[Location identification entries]

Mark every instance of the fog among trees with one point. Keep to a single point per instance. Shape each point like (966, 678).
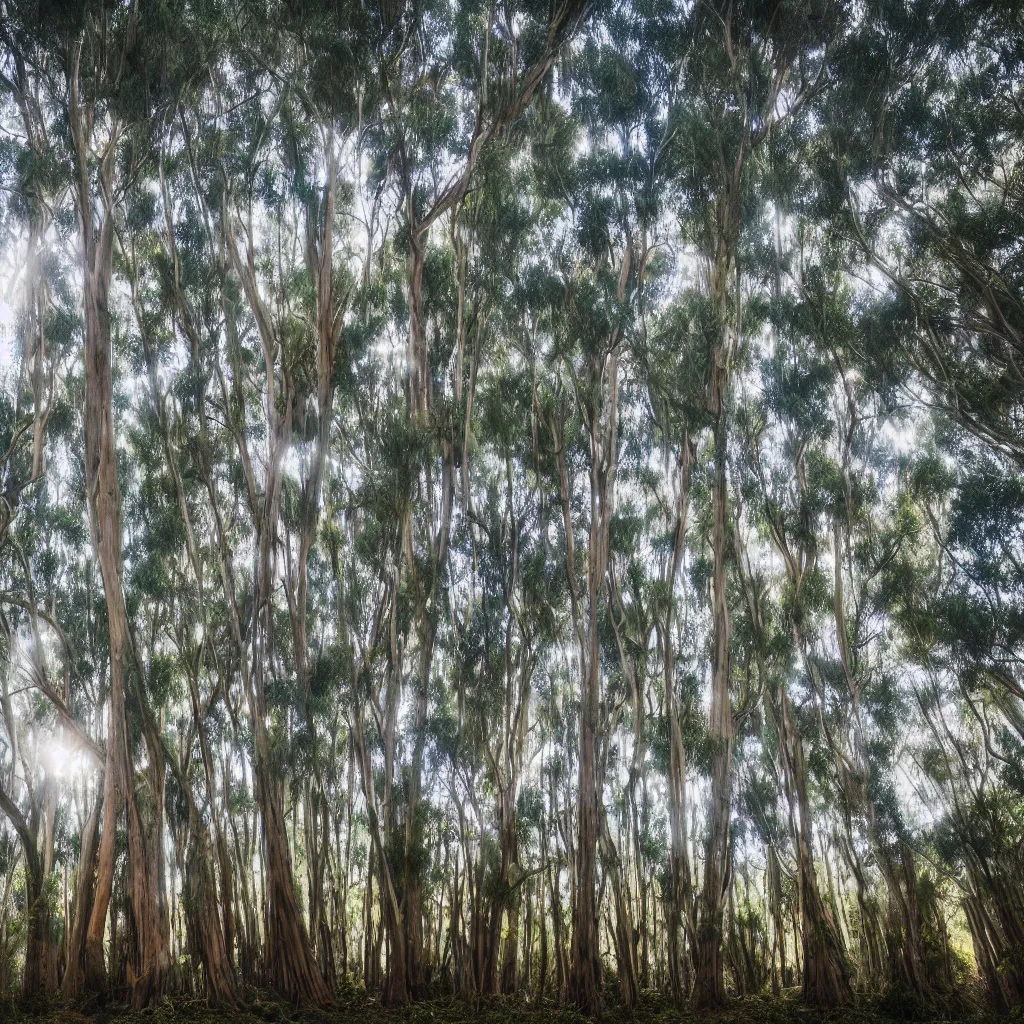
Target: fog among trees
(512, 499)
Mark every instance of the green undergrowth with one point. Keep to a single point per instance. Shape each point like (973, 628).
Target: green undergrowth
(356, 1007)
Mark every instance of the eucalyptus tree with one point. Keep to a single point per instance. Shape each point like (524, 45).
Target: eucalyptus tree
(751, 68)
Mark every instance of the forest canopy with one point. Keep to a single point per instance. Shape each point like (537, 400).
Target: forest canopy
(512, 499)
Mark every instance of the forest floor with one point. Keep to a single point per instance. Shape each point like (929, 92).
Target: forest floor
(762, 1010)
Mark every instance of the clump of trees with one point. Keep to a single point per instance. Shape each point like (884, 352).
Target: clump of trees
(518, 499)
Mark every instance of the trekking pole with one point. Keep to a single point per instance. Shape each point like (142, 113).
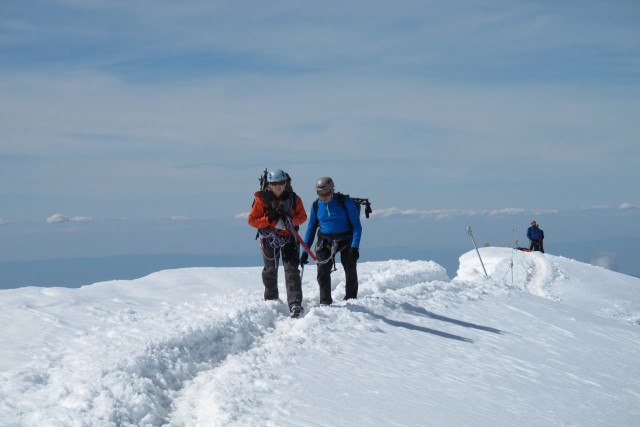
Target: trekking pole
(470, 234)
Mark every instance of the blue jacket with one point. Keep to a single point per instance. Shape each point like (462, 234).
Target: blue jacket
(332, 219)
(534, 233)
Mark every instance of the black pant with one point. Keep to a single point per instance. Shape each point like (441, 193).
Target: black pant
(290, 254)
(536, 245)
(323, 252)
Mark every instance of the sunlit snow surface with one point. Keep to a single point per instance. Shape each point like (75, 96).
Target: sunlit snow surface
(542, 341)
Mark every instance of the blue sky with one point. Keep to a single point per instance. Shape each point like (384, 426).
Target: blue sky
(131, 127)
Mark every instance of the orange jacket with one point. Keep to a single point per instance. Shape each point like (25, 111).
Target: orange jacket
(260, 210)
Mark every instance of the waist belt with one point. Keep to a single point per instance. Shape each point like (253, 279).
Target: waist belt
(336, 236)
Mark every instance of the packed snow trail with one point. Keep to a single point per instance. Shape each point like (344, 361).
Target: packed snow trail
(199, 347)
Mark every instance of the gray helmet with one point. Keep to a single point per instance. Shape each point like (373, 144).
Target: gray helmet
(276, 175)
(325, 183)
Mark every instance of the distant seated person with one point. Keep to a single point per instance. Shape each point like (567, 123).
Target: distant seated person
(536, 236)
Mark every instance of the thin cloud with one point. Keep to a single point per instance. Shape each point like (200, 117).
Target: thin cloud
(459, 213)
(60, 218)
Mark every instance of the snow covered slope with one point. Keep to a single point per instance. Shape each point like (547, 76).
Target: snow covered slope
(543, 341)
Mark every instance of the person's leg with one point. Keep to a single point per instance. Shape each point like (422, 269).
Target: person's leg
(270, 257)
(291, 263)
(325, 263)
(350, 265)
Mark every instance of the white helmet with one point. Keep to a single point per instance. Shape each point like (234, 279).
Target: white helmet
(324, 183)
(276, 175)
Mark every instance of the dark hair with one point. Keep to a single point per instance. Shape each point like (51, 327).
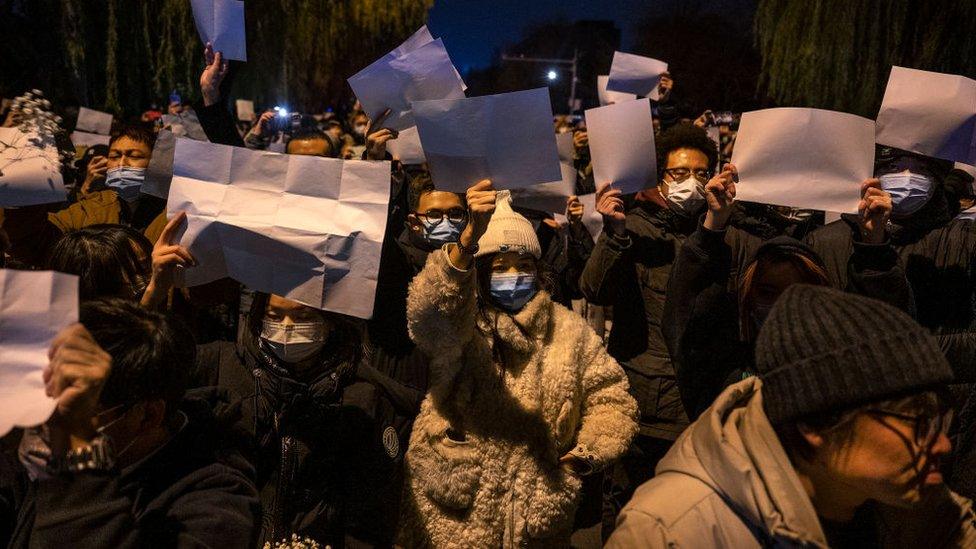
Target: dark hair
(307, 133)
(346, 339)
(138, 133)
(152, 355)
(684, 136)
(838, 427)
(105, 259)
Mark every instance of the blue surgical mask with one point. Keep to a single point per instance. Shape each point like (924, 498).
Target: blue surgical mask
(512, 291)
(126, 181)
(442, 231)
(909, 191)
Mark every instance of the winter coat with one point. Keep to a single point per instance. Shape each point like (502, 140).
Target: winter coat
(728, 482)
(633, 279)
(191, 492)
(325, 464)
(701, 315)
(482, 466)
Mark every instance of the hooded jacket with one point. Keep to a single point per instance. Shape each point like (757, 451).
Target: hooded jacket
(510, 394)
(728, 482)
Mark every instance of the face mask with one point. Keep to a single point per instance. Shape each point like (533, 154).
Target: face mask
(909, 191)
(512, 291)
(293, 342)
(685, 197)
(126, 181)
(438, 233)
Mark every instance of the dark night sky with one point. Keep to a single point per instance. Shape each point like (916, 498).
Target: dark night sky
(474, 29)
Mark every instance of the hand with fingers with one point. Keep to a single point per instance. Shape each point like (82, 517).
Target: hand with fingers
(376, 139)
(263, 125)
(213, 75)
(97, 167)
(167, 256)
(611, 207)
(74, 377)
(720, 196)
(480, 198)
(574, 210)
(874, 209)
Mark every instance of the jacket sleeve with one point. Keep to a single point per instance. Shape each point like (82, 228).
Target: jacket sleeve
(441, 308)
(603, 271)
(638, 529)
(89, 509)
(697, 320)
(218, 124)
(875, 271)
(609, 412)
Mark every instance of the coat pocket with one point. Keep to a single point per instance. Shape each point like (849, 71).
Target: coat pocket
(448, 469)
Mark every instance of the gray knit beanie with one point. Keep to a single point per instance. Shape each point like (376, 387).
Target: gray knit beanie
(824, 350)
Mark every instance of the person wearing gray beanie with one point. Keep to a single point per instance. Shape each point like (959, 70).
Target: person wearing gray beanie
(524, 400)
(836, 441)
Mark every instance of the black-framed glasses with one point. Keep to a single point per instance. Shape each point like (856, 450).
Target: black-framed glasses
(927, 427)
(680, 174)
(454, 215)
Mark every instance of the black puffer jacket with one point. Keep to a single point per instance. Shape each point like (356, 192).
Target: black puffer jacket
(701, 315)
(325, 463)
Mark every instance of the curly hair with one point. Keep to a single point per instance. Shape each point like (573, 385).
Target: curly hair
(684, 135)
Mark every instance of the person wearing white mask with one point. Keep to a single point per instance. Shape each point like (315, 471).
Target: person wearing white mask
(323, 451)
(524, 400)
(629, 270)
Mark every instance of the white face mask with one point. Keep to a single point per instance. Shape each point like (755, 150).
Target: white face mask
(686, 197)
(293, 342)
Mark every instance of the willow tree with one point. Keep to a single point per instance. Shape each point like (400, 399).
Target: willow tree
(836, 54)
(121, 55)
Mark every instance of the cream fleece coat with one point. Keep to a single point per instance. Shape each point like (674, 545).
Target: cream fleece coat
(483, 468)
(728, 483)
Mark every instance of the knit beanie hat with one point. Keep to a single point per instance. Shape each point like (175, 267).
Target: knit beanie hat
(508, 231)
(823, 350)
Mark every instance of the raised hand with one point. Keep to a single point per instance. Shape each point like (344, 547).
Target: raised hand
(874, 209)
(213, 75)
(720, 196)
(574, 209)
(166, 257)
(376, 140)
(611, 207)
(74, 377)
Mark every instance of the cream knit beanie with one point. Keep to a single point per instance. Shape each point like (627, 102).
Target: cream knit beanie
(508, 231)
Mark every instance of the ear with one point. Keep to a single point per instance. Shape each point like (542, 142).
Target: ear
(813, 438)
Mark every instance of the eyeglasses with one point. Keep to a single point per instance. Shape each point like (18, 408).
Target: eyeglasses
(454, 215)
(927, 427)
(680, 174)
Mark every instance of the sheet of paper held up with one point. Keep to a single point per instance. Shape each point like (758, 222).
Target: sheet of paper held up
(221, 22)
(635, 74)
(419, 69)
(507, 138)
(30, 170)
(608, 97)
(929, 113)
(304, 227)
(93, 121)
(803, 158)
(160, 170)
(622, 145)
(406, 147)
(34, 307)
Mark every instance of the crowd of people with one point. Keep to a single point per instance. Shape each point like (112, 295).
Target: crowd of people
(703, 372)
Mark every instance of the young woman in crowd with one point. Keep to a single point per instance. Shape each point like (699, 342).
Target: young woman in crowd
(524, 400)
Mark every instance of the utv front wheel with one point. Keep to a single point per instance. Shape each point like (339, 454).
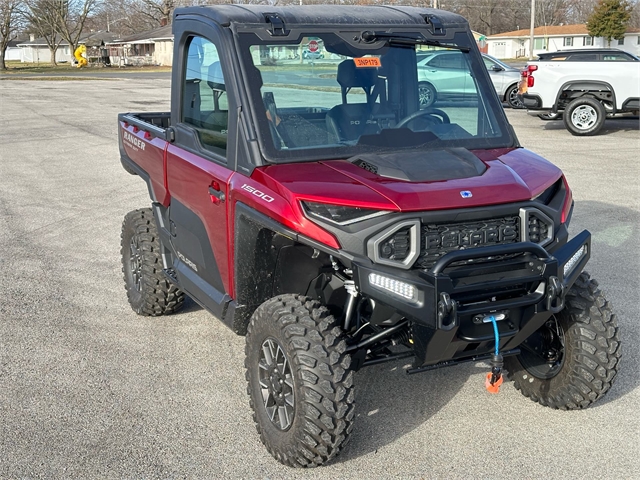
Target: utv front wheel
(572, 360)
(148, 290)
(299, 382)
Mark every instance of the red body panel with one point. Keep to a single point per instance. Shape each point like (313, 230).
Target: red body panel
(511, 176)
(150, 158)
(190, 177)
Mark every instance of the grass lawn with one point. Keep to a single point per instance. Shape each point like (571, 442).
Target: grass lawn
(16, 67)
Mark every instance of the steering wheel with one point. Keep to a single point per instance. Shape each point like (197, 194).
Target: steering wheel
(435, 112)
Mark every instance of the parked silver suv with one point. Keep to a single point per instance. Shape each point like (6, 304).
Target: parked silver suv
(440, 79)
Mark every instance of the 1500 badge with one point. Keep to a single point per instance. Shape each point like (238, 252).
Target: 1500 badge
(257, 193)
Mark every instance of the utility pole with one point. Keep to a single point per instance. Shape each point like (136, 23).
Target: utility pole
(533, 21)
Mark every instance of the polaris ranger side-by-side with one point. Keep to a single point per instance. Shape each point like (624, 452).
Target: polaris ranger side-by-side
(314, 206)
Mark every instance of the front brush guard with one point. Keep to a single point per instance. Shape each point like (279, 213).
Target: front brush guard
(440, 322)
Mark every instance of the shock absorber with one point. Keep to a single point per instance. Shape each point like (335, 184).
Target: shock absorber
(494, 378)
(352, 296)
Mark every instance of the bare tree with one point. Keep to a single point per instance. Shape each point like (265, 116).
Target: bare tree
(71, 16)
(43, 21)
(8, 26)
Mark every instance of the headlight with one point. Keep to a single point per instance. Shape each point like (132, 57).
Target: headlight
(398, 245)
(536, 226)
(402, 289)
(339, 214)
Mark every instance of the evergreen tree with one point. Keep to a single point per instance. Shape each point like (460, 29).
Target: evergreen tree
(609, 19)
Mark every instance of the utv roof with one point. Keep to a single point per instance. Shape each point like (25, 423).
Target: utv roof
(323, 15)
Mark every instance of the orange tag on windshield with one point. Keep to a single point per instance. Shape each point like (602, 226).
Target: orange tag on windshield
(367, 62)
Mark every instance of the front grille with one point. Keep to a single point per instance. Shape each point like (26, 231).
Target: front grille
(436, 240)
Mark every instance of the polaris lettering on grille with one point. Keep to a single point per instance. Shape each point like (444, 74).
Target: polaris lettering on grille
(472, 238)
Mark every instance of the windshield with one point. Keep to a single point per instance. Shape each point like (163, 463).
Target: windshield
(326, 98)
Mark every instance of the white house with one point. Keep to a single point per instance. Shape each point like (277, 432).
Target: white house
(36, 50)
(556, 37)
(154, 47)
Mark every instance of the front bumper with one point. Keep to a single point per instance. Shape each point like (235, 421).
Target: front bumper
(447, 304)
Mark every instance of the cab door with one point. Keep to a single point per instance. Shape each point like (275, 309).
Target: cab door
(198, 174)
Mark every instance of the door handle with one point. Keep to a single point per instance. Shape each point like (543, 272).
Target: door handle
(217, 194)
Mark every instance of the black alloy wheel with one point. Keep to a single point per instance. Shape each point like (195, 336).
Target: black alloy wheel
(276, 383)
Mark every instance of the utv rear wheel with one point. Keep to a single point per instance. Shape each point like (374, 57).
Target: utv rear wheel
(572, 360)
(148, 290)
(584, 116)
(299, 382)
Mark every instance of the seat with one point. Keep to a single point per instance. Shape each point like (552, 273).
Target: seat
(349, 121)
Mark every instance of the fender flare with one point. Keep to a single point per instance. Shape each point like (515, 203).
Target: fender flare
(585, 85)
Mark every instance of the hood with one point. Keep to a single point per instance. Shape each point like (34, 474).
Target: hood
(491, 177)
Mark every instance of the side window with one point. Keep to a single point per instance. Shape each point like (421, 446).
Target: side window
(615, 57)
(204, 101)
(488, 63)
(447, 60)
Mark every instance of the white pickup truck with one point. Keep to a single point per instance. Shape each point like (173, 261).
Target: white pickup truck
(583, 86)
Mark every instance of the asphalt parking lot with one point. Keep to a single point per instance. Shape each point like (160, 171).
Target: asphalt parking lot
(90, 390)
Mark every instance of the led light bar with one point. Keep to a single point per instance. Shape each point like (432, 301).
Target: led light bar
(402, 289)
(573, 261)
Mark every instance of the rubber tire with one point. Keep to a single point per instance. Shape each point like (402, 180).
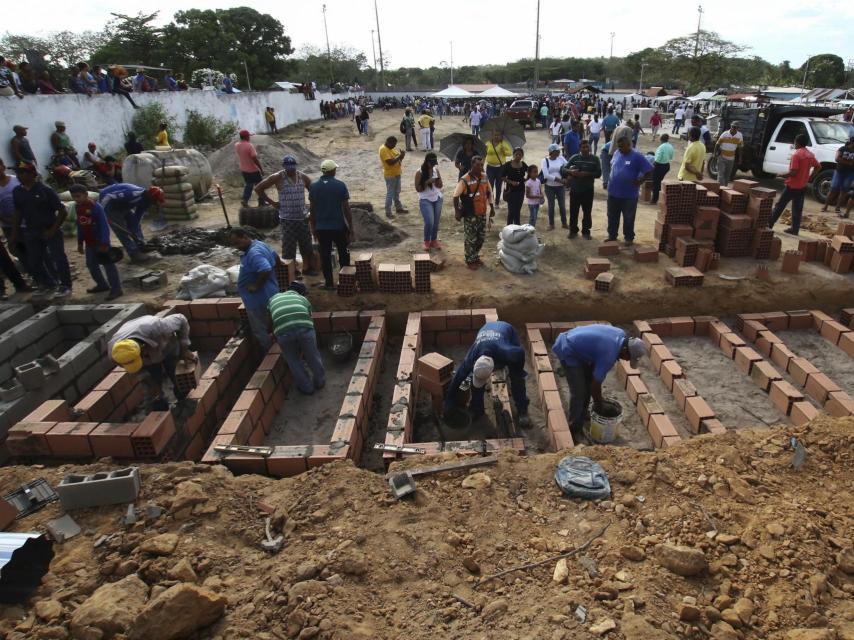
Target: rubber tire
(821, 185)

GIVEN PROBLEM:
Turn the records above into a numbered list, starting at the beginning and ending at the line containing "(356, 1007)", with blank lines dropped. Leave the pictures out.

RESULT FOR THIS TASK:
1. Mark every instance of the fog among trees with one point. Keep to a single point per instance. Shape each point like (966, 678).
2. Target: fog among trees
3. (512, 499)
4. Mark every instance of the green undergrowth with one point. Keep to a single point per instance. Shape each point like (973, 628).
5. Target: green undergrowth
6. (356, 1007)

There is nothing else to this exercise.